*Texto da página*:
★ ★ ★ ★
Página  >  Edições  >  N.º 94  >  Diversificação da Oferta Formativa no Secundário

Diversificação da Oferta Formativa no Secundário
A compreensão de como e porque surgiram as Escolas Profissionais é inseparável entre outros factores da evolução e da crise que atravessa o ensino secundário no seu conjunto.

É sabido que ao longo dos últimos 50 anos o ensino secundário sofreu profundas alterações estruturais, quer na sua duração que passou de 7 para 3 anos, quer na sua estrutura. Começando por ter duas vias distintas (o ensino liceal e o ensino técnico), evoluiu no sentido da sua unificação, até ao inicio dos anos 80, passando a partir de 1983 (com o lançamento do ensino técnico-profissional), a assumir novamente uma natureza cada vez mais diversificada, reforçada a partir de 1989, com a criação das escolas profissionais.

Entretanto, em apenas uma década, entre 1985/86 e 1995/96, o número de alunos no ensino secundário duplicou, chegando a atingir os 450.000 alunos, transformando-se num ensino de massas, correspondendo a uma taxa de 70% da população deste nível etário.

O modelo pedagógico caracteriza-se pela pedagogia colectiva (ensinar a todos como se fosse um só), pela compartimentação rígida dos saberes em disciplinas, pelo exame como mecanismo de sobre determinação das práticas pedagógicas.

As suas funções, no fundamental, parecem poder reduzir-se a duas: preparação para o ingresso no ensino superior e, para utilizar uma expressão polémica, mas muito sugestiva de Joaquim Azevedo, a função de "parqueamento juvenil", enfatizando as altas taxas de reprovação neste grau de ensino.

É, pois, numa conjuntura, em que o ensino secundário estava predominantemente focado para o ingresso no ensino superior, em que a formação profissional dos jovens estava pulverizada em pequenas acções de formação, sem um modelo coerente, e em geral o sistema educativo estava de costas voltadas para o sistema económico e de emprego numa conjuntura de grande carência de quadros intermédios que surgem as escolas profissionais.

Com a criação das Escolas Profissionais procurou-se assim realizar três objectivos:

1- Diversificar a oferta de formação de nível secundário, alargando as oportunidades de formação pessoal, social e profissional, trazendo para este grau de ensino sectores da população que antes de saberem se vão ou não para o ensino superior querem ter uma formação profissional e que não se reconhecem no curriculo liceal.

2- Estruturar a formação profissional inicial dos jovens, dando-lhes consistência, organização e enquadrando-a nas finalidades educativas definidas na Lei de Bases do Sistema Educativo.

3- Construir um subsistema alternativo do ponto de vista institucional, apelando à iniciativa da Sociedade Civil e à inovação curricular e pedagógica, utilizando o grande potencial oferecido pela possibilidade da autonomia pedagógica das Escolas.
★ ★ ★ ★
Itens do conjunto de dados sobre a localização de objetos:
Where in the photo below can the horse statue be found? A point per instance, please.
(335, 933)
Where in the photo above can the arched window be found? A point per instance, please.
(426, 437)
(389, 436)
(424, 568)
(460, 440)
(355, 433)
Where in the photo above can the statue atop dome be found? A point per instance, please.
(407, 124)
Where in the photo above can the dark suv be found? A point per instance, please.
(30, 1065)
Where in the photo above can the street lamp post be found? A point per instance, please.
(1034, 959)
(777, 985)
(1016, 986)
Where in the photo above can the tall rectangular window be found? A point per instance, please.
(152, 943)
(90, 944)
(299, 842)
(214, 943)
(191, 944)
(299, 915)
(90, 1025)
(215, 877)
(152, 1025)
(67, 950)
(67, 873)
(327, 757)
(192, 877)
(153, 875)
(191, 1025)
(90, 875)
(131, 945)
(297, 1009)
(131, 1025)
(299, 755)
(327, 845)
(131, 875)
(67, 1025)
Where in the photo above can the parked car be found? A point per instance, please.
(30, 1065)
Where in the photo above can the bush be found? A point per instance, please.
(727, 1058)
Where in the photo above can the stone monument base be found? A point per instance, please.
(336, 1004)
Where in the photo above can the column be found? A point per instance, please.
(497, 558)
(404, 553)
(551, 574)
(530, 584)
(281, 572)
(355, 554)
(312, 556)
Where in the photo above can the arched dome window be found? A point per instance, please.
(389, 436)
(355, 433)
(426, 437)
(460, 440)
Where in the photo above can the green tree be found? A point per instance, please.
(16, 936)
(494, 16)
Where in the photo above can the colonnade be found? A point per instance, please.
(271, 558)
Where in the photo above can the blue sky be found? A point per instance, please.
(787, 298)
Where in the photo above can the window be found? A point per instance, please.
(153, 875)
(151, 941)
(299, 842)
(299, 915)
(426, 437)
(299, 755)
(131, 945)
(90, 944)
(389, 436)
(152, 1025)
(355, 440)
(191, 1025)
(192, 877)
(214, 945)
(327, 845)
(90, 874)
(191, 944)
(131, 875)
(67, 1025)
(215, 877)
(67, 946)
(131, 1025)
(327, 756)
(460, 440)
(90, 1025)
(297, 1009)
★ ★ ★ ★
*Objetivo do exercício*: Prossiga o texto sobre a diversificação da oferta formativa no ensino secundário, começando logo após o último dos três objetivos enumerados.

*Resposta*:
Esta institucionalização das Escolas Profissionais com base em parcerias locais- contratos programas entre os seus promotores e o Ministério da Educação gerou alguma controversa e foi vista nalguns sectores como uma cedência à ideologia neo-liberal que apostava na privatização da educação. Somos de opinião que esta visão peca por ser excessivamente simplista e esquece que, nomeadamente, no contexto da época em que o sistema de ensino regular não estava em condições de dar resposta à necessidade de quadros e não tinha e creio que ainda hoje não tem flexibilidade para avançar com outro modelo pedagógico e outra perspectiva curricular, como o subsistema do ensino técnico-profissional leccionado nas Escolas de ensino regular demosntrou. Para além disto este modelo institucional, permitiu recorrer a meios financeiros da Comunidade Europeia.

Creio que o êxito relativo do ensino profissional se deve em grande parte à sua capacidade de implementar um modelo pedagógico inovador, de que destaco três fundamentos:

1. Um plano curricular com uma componente socicultural, uma componente científica e uma componente tecnológica e que, por isso, não reduz a formação ao saber prático imediato.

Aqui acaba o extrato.